• _YOUR TASKS_:
**A.** In the quesadilla recipe post, how long does it take to make the quesadillas along with the sauces?
**B.** Transcribe the quesadilla recipe post from "Well, basically you" to "eat. Sooo good!".

• _EXCERPT TO READ_:

Last updated on October 21st, 2019 at 12:10 pm

I finally made vegan quesadillas! They’re with chickpeas, some tomatoes, garlic and are so delicious. Especially when you add some fresh tomato sauce and guacamole! Mmmmm. Someone stop me. Or don’t.
You can whip these up in like 15 minutes together with the sauces and BAM you’ve got yourself a healthy dinner, or a healthy lunch. Or dare I say for those of us who want to intermittent fast our way to health, weight loss and success – LINNER. Dunch? Where did I witness this discussion, it was life changing. You know how sometimes you feel: I’ll never get those 5 minutes back? = that discussion.

How To Make Vegan Quesadillas With Chickpeas
Now I realized these shouldn’t be called quesadillas, right? There’s no cheese in there. Oh, well.

Well, basically you put some chickpeas with herbs, spices and vegetables in your food processor – pulse until combined, but not smooth – chunky. Place the mixture on one side of a tortilla, fold and then toast that thing in a pan with some olive oil. Until golden brown. I like GOOOOLD. Goldmember? Anyone?…
Then you flip, toast again until Goldmember is happy and then take it out. Place on a cutting board – cut and then eat. Sooo good!

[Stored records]
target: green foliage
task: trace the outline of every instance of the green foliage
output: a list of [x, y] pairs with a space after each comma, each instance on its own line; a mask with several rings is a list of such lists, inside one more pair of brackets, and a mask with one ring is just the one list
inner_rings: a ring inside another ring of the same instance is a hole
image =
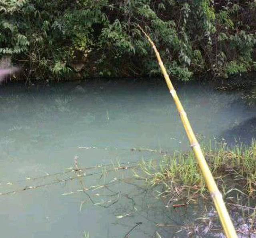
[[139, 24], [177, 79], [254, 70], [255, 3], [216, 2], [2, 0], [0, 58], [31, 79], [159, 75]]

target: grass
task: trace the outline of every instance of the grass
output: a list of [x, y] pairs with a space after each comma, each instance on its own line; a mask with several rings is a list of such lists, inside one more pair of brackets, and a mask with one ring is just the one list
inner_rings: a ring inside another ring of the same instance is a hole
[[[224, 195], [234, 190], [250, 197], [256, 195], [254, 142], [250, 146], [240, 145], [229, 148], [223, 143], [214, 145], [213, 149], [210, 143], [204, 147], [206, 159]], [[162, 189], [162, 195], [207, 195], [204, 179], [192, 151], [165, 155], [160, 162], [142, 161], [140, 165], [142, 173], [135, 175], [144, 178], [152, 187], [163, 185], [165, 189]]]

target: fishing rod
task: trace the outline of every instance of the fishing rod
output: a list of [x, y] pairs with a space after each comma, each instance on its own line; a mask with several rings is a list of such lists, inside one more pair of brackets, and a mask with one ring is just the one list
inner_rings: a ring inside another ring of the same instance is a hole
[[218, 188], [213, 176], [209, 168], [209, 166], [201, 149], [200, 145], [197, 141], [195, 134], [193, 131], [187, 116], [187, 114], [180, 101], [176, 91], [172, 83], [169, 75], [167, 73], [166, 69], [161, 59], [160, 54], [158, 51], [155, 44], [149, 36], [139, 25], [138, 25], [138, 26], [145, 35], [154, 50], [159, 66], [161, 68], [161, 70], [164, 77], [166, 83], [170, 90], [170, 92], [172, 95], [176, 105], [180, 119], [188, 138], [190, 146], [197, 160], [200, 169], [208, 188], [208, 190], [214, 203], [222, 227], [224, 230], [225, 234], [228, 238], [237, 238], [236, 230], [225, 205], [222, 195]]

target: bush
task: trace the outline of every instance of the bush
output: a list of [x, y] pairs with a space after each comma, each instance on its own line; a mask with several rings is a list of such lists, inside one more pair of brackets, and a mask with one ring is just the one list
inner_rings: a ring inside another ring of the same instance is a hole
[[178, 79], [256, 65], [253, 0], [2, 0], [0, 14], [0, 57], [29, 79], [160, 74], [137, 24]]

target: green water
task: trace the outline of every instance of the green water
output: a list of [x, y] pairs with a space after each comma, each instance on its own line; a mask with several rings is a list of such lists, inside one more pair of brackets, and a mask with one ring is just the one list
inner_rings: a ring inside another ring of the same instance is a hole
[[[26, 189], [75, 177], [74, 172], [47, 175], [68, 171], [76, 155], [79, 166], [88, 167], [161, 157], [131, 151], [134, 148], [170, 152], [189, 149], [165, 85], [146, 81], [84, 83], [82, 90], [75, 89], [77, 84], [0, 86], [0, 193], [25, 189], [0, 196], [1, 236], [78, 238], [85, 232], [90, 237], [124, 237], [136, 222], [142, 222], [129, 237], [152, 237], [157, 231], [162, 237], [172, 237], [179, 225], [193, 221], [200, 207], [167, 209], [150, 193], [127, 183], [115, 184], [111, 191], [88, 192], [94, 203], [116, 201], [108, 208], [92, 205], [87, 195], [79, 192], [83, 186], [132, 178], [130, 170]], [[177, 91], [200, 138], [219, 139], [223, 132], [255, 116], [237, 103], [239, 94], [195, 84], [178, 85]], [[164, 223], [174, 226], [156, 225]]]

• _EXERCISE RESULTS_:
**A.** About 15 minutes.

**B.**
Well, basically you put some chickpeas with herbs, spices and vegetables in your food processor – pulse until combined, but not smooth – chunky. Place the mixture on one side of a tortilla, fold and then toast that thing in a pan with some olive oil. Until golden brown. I like GOOOOLD. Goldmember? Anyone?…
Then you flip, toast again until Goldmember is happy and then take it out. Place on a cutting board – cut and then eat. Sooo good!